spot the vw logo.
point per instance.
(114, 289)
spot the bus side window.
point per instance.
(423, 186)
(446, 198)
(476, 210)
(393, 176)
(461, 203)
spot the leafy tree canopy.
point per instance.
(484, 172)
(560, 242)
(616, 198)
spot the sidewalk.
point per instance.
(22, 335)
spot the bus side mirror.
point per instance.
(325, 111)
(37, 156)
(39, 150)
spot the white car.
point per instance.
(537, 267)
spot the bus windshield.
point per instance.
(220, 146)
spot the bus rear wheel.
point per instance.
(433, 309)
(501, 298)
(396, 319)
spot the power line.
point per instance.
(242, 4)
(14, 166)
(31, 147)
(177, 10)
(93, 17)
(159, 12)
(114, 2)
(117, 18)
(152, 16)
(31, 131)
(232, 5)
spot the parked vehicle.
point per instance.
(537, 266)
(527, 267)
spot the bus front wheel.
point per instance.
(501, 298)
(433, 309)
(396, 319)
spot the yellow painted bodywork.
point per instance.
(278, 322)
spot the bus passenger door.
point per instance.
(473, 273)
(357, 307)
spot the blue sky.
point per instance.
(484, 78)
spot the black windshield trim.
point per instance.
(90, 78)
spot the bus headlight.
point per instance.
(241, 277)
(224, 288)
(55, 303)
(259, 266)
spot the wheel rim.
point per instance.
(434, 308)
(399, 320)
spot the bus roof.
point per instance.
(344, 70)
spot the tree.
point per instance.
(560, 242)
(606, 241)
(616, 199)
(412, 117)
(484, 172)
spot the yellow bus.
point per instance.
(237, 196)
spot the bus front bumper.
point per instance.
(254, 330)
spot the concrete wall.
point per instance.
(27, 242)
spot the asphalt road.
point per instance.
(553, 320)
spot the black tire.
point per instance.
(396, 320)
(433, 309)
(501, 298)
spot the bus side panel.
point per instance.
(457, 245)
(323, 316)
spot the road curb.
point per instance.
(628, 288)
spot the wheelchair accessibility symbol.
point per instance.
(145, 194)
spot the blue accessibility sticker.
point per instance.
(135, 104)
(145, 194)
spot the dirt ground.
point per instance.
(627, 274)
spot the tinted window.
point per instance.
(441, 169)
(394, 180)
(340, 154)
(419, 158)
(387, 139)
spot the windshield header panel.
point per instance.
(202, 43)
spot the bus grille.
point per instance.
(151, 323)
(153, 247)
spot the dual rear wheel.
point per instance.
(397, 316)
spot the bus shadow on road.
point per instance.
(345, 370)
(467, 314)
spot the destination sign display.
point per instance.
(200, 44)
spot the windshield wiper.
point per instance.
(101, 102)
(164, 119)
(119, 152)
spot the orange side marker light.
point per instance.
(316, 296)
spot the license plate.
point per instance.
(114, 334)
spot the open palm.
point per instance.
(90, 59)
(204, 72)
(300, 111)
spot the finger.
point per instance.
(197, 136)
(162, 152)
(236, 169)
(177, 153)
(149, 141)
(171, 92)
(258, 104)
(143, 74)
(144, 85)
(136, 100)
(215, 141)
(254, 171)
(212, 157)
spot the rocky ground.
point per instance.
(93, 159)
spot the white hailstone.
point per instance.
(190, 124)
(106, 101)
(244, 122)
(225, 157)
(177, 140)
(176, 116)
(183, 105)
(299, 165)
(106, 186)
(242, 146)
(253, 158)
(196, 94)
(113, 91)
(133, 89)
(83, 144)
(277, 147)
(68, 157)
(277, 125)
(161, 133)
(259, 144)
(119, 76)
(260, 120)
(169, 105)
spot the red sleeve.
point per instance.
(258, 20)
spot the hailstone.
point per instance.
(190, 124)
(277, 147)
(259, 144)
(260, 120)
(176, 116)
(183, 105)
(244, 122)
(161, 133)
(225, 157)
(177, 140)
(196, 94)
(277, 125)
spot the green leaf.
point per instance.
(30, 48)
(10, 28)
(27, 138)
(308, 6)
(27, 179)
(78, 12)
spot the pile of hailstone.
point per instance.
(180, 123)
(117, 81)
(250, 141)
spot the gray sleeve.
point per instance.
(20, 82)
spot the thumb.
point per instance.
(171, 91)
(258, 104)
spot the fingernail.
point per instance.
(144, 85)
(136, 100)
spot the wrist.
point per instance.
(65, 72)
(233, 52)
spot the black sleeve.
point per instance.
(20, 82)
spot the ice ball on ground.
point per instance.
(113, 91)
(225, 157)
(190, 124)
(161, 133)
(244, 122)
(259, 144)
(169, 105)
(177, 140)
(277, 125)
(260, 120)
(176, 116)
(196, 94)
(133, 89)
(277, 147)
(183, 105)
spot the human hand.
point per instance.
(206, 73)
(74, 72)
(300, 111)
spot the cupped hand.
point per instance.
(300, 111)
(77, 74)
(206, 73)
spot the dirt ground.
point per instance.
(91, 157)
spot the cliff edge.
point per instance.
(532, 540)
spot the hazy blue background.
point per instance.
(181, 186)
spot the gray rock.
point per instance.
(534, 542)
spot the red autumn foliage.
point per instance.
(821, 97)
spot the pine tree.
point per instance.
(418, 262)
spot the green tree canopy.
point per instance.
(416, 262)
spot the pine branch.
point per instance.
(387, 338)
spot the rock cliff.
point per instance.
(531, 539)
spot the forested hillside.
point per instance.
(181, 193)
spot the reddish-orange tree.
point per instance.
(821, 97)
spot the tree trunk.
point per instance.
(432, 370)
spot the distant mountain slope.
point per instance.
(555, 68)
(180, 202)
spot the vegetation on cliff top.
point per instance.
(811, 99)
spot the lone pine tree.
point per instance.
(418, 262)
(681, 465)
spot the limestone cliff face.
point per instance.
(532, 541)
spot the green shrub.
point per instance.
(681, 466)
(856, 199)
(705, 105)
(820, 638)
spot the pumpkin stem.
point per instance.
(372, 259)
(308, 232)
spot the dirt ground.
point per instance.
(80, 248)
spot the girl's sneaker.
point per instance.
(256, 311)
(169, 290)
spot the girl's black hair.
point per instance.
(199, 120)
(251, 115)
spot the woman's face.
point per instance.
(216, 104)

**Problem statement**
Reproduce the material above word for word, from the first line to the last.

**Result**
spot the vw logo.
point per instance.
(114, 289)
spot the bus side window.
point per instance.
(423, 186)
(446, 198)
(476, 210)
(393, 176)
(461, 203)
spot the leafy tree canopy.
point per instance.
(484, 172)
(560, 242)
(616, 198)
spot the sidewalk.
point per instance.
(22, 335)
spot the bus side mirror.
point per instance.
(325, 111)
(37, 156)
(39, 150)
spot the white car.
point per instance.
(537, 267)
spot the bus windshield.
point per instance.
(220, 146)
spot the bus rear wheel.
point per instance.
(433, 309)
(501, 298)
(396, 319)
spot the power line.
point per instance.
(242, 4)
(14, 166)
(31, 147)
(177, 10)
(93, 17)
(159, 12)
(114, 2)
(117, 18)
(152, 16)
(31, 131)
(232, 5)
spot the parked vehicle.
point per instance.
(537, 266)
(527, 267)
spot the bus front wheel.
point per instance.
(501, 298)
(433, 309)
(396, 319)
spot the yellow painted bodywork.
point per instance.
(278, 322)
spot the bus passenger door.
point per instance.
(473, 273)
(357, 307)
spot the blue sky.
point per instance.
(484, 78)
spot the black windshield trim.
point per instance.
(90, 78)
spot the bus headlight.
point per instance.
(241, 277)
(224, 288)
(55, 303)
(259, 266)
spot the wheel rim.
point per instance.
(434, 308)
(399, 320)
spot the bus roof.
point per instance.
(344, 70)
spot the tree.
point per instance.
(560, 242)
(606, 241)
(616, 199)
(412, 117)
(484, 172)
spot the yellow bus.
point per instance.
(237, 196)
spot the bus front bumper.
point per instance.
(254, 330)
spot the concrete wall.
point per instance.
(27, 242)
spot the asphalt road.
point per instance.
(553, 320)
spot the black tire.
point per instance.
(396, 320)
(433, 309)
(501, 298)
spot the bus side panel.
point per instance.
(457, 245)
(323, 316)
spot the road curb.
point per instance.
(628, 288)
spot the wheelchair accessibility symbol.
point per instance.
(145, 194)
spot the blue accessibility sticker.
point per instance.
(135, 104)
(145, 194)
spot the dirt ground.
point per instance.
(627, 274)
spot the tinted window.
point per instance.
(441, 169)
(394, 180)
(340, 154)
(419, 158)
(387, 139)
spot the windshield header panel.
point per instance.
(202, 43)
spot the bus grille.
point per instance.
(151, 323)
(153, 247)
spot the dual rear wheel.
point per instance.
(397, 316)
spot the bus shadow on road.
point per instance.
(345, 370)
(467, 314)
spot the destination sign display.
point per instance.
(200, 44)
spot the windshield wiper.
point per instance.
(101, 102)
(164, 119)
(119, 152)
spot the orange side marker light.
point per instance.
(316, 296)
spot the license plate.
point per instance.
(114, 334)
spot the open palm.
point per instance.
(90, 59)
(204, 72)
(300, 111)
spot the finger.
point per instance.
(197, 136)
(162, 152)
(236, 169)
(177, 153)
(149, 141)
(171, 92)
(258, 104)
(143, 74)
(144, 85)
(136, 100)
(215, 141)
(254, 171)
(212, 157)
spot the rocky ground.
point per instance.
(93, 159)
spot the white hailstone.
point per instance.
(190, 124)
(106, 101)
(244, 122)
(225, 157)
(177, 140)
(176, 116)
(183, 105)
(299, 165)
(106, 186)
(242, 146)
(253, 158)
(196, 94)
(113, 91)
(133, 89)
(83, 144)
(277, 147)
(68, 157)
(277, 125)
(161, 133)
(259, 144)
(119, 76)
(260, 120)
(169, 105)
spot the red sleeve.
point per instance.
(258, 20)
spot the hailstone.
point per instance.
(190, 124)
(277, 147)
(259, 144)
(260, 120)
(176, 116)
(183, 105)
(244, 122)
(161, 133)
(225, 157)
(177, 140)
(196, 94)
(277, 125)
spot the green leaf.
point per instance.
(30, 48)
(10, 28)
(27, 138)
(308, 6)
(27, 179)
(78, 12)
spot the pile of hailstone.
point per instance.
(180, 123)
(117, 81)
(250, 141)
spot the gray sleeve.
point per instance.
(20, 82)
spot the thumb.
point per instance.
(171, 91)
(258, 104)
spot the fingernail.
point per instance.
(144, 85)
(136, 100)
spot the wrist.
point per instance.
(65, 72)
(233, 52)
spot the black sleeve.
point per instance.
(20, 82)
spot the ice ball on ground.
point per instance.
(113, 91)
(225, 157)
(190, 124)
(161, 133)
(244, 122)
(259, 144)
(169, 105)
(177, 140)
(277, 125)
(260, 120)
(176, 116)
(196, 94)
(133, 89)
(277, 147)
(183, 105)
spot the human hand.
point per instance.
(206, 73)
(74, 72)
(300, 111)
spot the cupped hand.
point per instance.
(300, 111)
(77, 74)
(206, 73)
spot the dirt ground.
point per instance.
(91, 157)
spot the cliff edge.
point per instance.
(532, 540)
spot the hazy blue background.
point per instance.
(181, 186)
spot the gray rock.
point per instance.
(534, 542)
spot the red autumn foliage.
point per instance.
(821, 97)
spot the pine tree.
point per instance.
(418, 262)
spot the green tree canopy.
point per instance.
(416, 262)
spot the pine branch.
point per instance.
(387, 338)
spot the rock cliff.
point per instance.
(531, 539)
spot the forested hillside.
point per instance.
(181, 193)
spot the reddish-orange tree.
point per instance.
(821, 97)
spot the tree trunk.
point per instance.
(432, 370)
spot the distant mountain slope.
point per instance.
(555, 68)
(180, 202)
spot the vegetation on cliff top.
point per instance.
(811, 99)
spot the lone pine tree.
point per instance.
(418, 262)
(681, 465)
spot the limestone cliff face.
point per instance.
(532, 541)
spot the green shrub.
point per instance.
(681, 466)
(856, 199)
(705, 105)
(820, 638)
spot the pumpkin stem.
point per instance.
(372, 259)
(308, 232)
spot the dirt ground.
point per instance.
(80, 248)
spot the girl's sneaker.
point per instance.
(256, 311)
(169, 290)
spot the girl's black hair.
point per instance.
(199, 120)
(251, 115)
spot the woman's face.
point per instance.
(216, 104)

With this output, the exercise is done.